** 提供文章 **
##########
社説/イスラエルの地上侵攻 国際人道法守り過剰防衛回避を

(2023/10/17 05:00)

中東情勢が一段と緊迫化している。イスラエルはパレスチナ自治区ガザ地区への地上侵攻の準備を完了したと発表。ただガザ北部住民の南部への退避は遅々とし、北部で重大な犠牲が生じかねない。先進7カ国(G7)はイスラエル支持を表明しつつも、国連や欧州連合(EU)はイスラエルによるガザ地区の完全封鎖と短時間での退避勧告を批判する。イスラエルには慎重な対応が求められる一方、国際社会はウクライナ情勢からも目を離せない難局を迎えた。

ガザ北部の110万人のうち退避済みは半数とされる。退避しても南部で住居や水、食料、医療の十分な確保は困難だ。

G7はイスラム組織ハマスに奇襲されたイスラエルを支持する。民間人を虐殺し人質にも取るハマスの蛮行は断じて許されない。だがイスラエルの対応が過剰防衛となる可能性が、中国に言われるまでもなくEUで懸念されている点に留意したい。

EUは短時間での退避は非現実的だとイスラエルを批判。EU加盟27カ国首脳は15日、イスラエルの防衛権利を支持しつつガザ市民の今後に強い懸念を示した。国連はハマスによる無条件の人質解放と、イスラエルが無制限に人道支援物資の搬入を認めるよう求める。イスラエルとハマスは国連の求めに応じ、中東情勢の一段の緊迫化を回避することが求められる。
##########
** 提供データ **

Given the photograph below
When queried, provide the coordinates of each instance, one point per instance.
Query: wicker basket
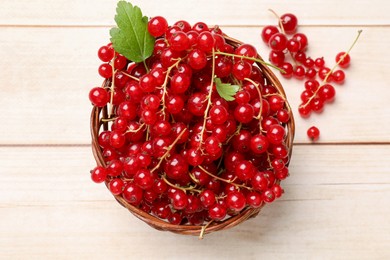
##########
** 作業項目 1 **
イスラエルの地上侵攻を論じた社説のうち、「G7はイスラム組織ハマスに奇」と「を回避することが求められる。」の間の部分を、両端の語句も含めて一字一句変えずに書き写してください。
** 作業項目 2 **
イスラエルの地上侵攻をめぐる社説の続きを、最後の文の後から書き進めてください。

** 最終回答 1 **
G7はイスラム組織ハマスに奇襲されたイスラエルを支持する。民間人を虐殺し人質にも取るハマスの蛮行は断じて許されない。だがイスラエルの対応が過剰防衛となる可能性が、中国に言われるまでもなくEUで懸念されている点に留意したい。

EUは短時間での退避は非現実的だとイスラエルを批判。EU加盟27カ国首脳は15日、イスラエルの防衛権利を支持しつつガザ市民の今後に強い懸念を示した。国連はハマスによる無条件の人質解放と、イスラエルが無制限に人道支援物資の搬入を認めるよう求める。イスラエルとハマスは国連の求めに応じ、中東情勢の一段の緊迫化を回避することが求められる。

** 最終回答 2 **
2021年のイスラエルとハマスの紛争では、エジプトの仲介案を両国が受け入れた。エジプトの対応にも期待したい。

中国はイラン、サウジアラビアの外相と相次ぎ電話会談し、イスラエルの過剰防衛を批判。ロシアは国連安全保障理事会に即時停戦決議案を提出した。イスラエルの地上侵攻を抑止できない米国の責任を問いたい思惑が透ける。国際社会の視線がウクライナから中東に移ればロシアを利することにもなり、国際社会はウクライナへの継続的な支援でも結束を新たにしたい。

バイデン米大統領がイスラエル訪問を検討中とされる。イスラエルに国際人道法の順守を求め、中東情勢が世界経済に及ぼす影響を最小限にとどめたい。